### WHAT THE EXERCISE ASKS
Give the data from the line containing "shaped like (16,51).", that line included, through the end of the data as a JSON list of strings, with one string per line and any blank lines left out.

Excerpts from a point labeling dataset:
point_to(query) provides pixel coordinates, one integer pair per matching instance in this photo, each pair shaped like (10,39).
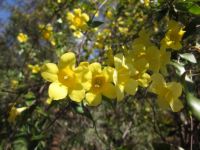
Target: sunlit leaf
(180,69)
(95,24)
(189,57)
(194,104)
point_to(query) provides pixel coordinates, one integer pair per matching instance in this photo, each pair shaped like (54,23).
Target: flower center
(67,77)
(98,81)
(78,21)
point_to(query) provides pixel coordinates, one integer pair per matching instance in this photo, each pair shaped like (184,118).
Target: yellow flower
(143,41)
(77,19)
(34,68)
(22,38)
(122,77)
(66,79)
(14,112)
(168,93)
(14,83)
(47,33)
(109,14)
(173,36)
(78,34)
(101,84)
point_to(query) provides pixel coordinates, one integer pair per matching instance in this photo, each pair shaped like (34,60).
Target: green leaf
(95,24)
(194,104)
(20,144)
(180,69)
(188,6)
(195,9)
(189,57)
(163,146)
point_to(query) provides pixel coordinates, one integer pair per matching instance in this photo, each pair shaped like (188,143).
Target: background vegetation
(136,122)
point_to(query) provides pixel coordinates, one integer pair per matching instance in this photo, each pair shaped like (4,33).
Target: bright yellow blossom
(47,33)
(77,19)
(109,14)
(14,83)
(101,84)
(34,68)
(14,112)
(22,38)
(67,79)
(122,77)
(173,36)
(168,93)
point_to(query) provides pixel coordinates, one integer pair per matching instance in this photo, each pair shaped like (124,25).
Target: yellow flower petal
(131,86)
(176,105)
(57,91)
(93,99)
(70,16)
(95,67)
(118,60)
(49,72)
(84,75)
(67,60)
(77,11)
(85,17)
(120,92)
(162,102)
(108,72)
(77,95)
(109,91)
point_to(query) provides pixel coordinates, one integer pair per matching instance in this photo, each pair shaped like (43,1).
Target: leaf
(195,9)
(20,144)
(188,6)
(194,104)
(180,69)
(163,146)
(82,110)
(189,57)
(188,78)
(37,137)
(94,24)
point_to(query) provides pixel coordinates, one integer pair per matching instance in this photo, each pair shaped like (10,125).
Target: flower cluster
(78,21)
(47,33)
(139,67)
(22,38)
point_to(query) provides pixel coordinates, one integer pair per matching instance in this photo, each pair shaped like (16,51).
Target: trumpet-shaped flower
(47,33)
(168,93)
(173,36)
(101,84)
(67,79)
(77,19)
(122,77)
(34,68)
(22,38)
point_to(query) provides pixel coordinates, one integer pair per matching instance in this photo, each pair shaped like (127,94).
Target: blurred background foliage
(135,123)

### RESPONSE TO THIS TASK
[
  "point_to(query) provides pixel coordinates, one integer pair per matching instance in this photo, each pair shaped like (16,51).",
  "Target: trumpet-shaped flower",
  "(47,33)",
  "(168,93)",
  "(173,36)",
  "(101,84)",
  "(67,79)",
  "(77,19)",
  "(122,77)",
  "(34,68)",
  "(22,38)",
  "point_to(query) provides pixel coordinates, one integer pair per matching instance in this photo, each pair shaped like (127,94).",
  "Target: blurred background foliage",
  "(135,123)"
]